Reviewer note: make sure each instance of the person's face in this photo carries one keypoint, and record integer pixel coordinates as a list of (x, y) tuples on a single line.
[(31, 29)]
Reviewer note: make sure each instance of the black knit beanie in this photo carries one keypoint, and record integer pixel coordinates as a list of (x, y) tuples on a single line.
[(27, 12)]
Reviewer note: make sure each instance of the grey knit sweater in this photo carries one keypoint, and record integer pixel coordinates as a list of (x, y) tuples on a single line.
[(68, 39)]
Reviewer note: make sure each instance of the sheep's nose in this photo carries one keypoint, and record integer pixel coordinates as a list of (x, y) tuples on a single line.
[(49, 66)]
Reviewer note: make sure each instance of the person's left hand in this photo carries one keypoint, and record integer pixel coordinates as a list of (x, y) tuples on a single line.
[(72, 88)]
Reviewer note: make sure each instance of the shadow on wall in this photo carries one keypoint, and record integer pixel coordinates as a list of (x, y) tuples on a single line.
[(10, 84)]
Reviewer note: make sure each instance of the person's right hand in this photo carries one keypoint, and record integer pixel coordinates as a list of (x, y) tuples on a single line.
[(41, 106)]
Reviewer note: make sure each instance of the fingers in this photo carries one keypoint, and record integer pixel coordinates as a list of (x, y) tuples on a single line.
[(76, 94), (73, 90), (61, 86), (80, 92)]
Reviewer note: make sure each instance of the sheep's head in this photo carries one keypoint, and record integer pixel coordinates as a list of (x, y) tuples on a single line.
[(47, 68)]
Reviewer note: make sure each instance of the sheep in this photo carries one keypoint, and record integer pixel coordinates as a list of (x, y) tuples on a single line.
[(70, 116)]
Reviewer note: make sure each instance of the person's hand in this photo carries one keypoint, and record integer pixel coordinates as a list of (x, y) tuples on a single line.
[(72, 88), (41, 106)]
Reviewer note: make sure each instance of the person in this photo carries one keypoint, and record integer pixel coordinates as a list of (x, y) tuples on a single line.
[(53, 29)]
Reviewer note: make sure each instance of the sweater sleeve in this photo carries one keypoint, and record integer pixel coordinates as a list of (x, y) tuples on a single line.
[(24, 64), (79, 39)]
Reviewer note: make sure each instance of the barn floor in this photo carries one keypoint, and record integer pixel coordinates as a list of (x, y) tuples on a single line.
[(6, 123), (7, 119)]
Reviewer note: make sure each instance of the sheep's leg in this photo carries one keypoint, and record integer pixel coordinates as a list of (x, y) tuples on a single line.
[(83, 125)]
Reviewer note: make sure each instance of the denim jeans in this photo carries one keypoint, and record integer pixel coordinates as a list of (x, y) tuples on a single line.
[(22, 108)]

Task requirements »
Reproduce all the entries above word for word.

Task output »
Reviewer note: make sure each instance of the person's face in this photo carries one keypoint, and record integer pixel coordinates as a list of (x, y) tuples on a single line.
[(31, 29)]
Reviewer note: make sure each instance of the black knit beanie in this photo carries one keypoint, and record integer pixel coordinates as a list of (x, y) tuples on a single line.
[(27, 12)]
Reviewer note: make sure each instance of the grey knit sweater in this photo carries one keypoint, and record integer pixel coordinates as a list of (x, y) tuples on a single line.
[(68, 39)]
Reviewer note: make sure each instance of the sheep's nose in this photo carries one keypoint, and record integer pixel coordinates as a list of (x, y) tuples on a single line.
[(49, 66)]
Reviewer note: make sure each instance of the person's left hand in this photo carries one keypoint, and record integer pixel coordinates as a list of (x, y) tuples on a single line.
[(72, 88)]
Reviewer note: make sure each instance of the shadow on wall in this photo carries one keypoint, and record integer pixel coordinates as a list of (x, y) tuples on a single line.
[(10, 84)]
Reviewer note: make sure each instance of the person's right hand in this photo carries one keypoint, and record integer pixel coordinates as a list of (x, y) tuples on a single line.
[(41, 106)]
Reviewer note: make sure each instance of the fingers in this photo carries one keypoint, and record integer pixel coordinates as a list of (x, y) tuples on a single line.
[(76, 94), (73, 90), (61, 86), (80, 92)]
Reviewer note: make sure each instance of the sheep's head in this photo carries one keypoint, and record integer pixel coordinates as a list of (x, y) tuples on a single line.
[(47, 68)]
Reviewer note: make sure each instance of the sheep in this photo carries one keypoint, and record integer pixel coordinates as a list of (x, y) tuples on a single line.
[(70, 116)]
Reviewer note: make sure each instance of the person's hand in this photo carries one keypoint, and record integer pixel coordinates as a list of (x, y) tuples on a single line.
[(72, 88), (41, 106)]
Reviewer note: make sure each instance of the person in this photo carries one keypoint, and record integer pixel coordinates as a list of (x, y) tuples on a single line.
[(53, 29)]
Reviewer note: make sure each instance of the sweater sleeve in this photo carries one keypoint, and record integer pixel coordinates as a list of (x, y) tuples on a single line.
[(24, 64), (79, 39)]
Reviewer note: make sure each instance of the barn floor in this photo carries one keypoint, and record integer pixel coordinates as a list of (x, y) tuples on a single line.
[(6, 123), (7, 119)]
Reviewer note: make sure each instance of the sheep's leg in this photo carries one keypoint, and record integer pixel coordinates as a list of (x, y) tuples on a single line.
[(83, 125)]
Reviewer note: make sure each instance of the denim jeans in this photo carries one keypoint, and record integer pixel coordinates as a list of (x, y) tuples on a single line.
[(22, 108)]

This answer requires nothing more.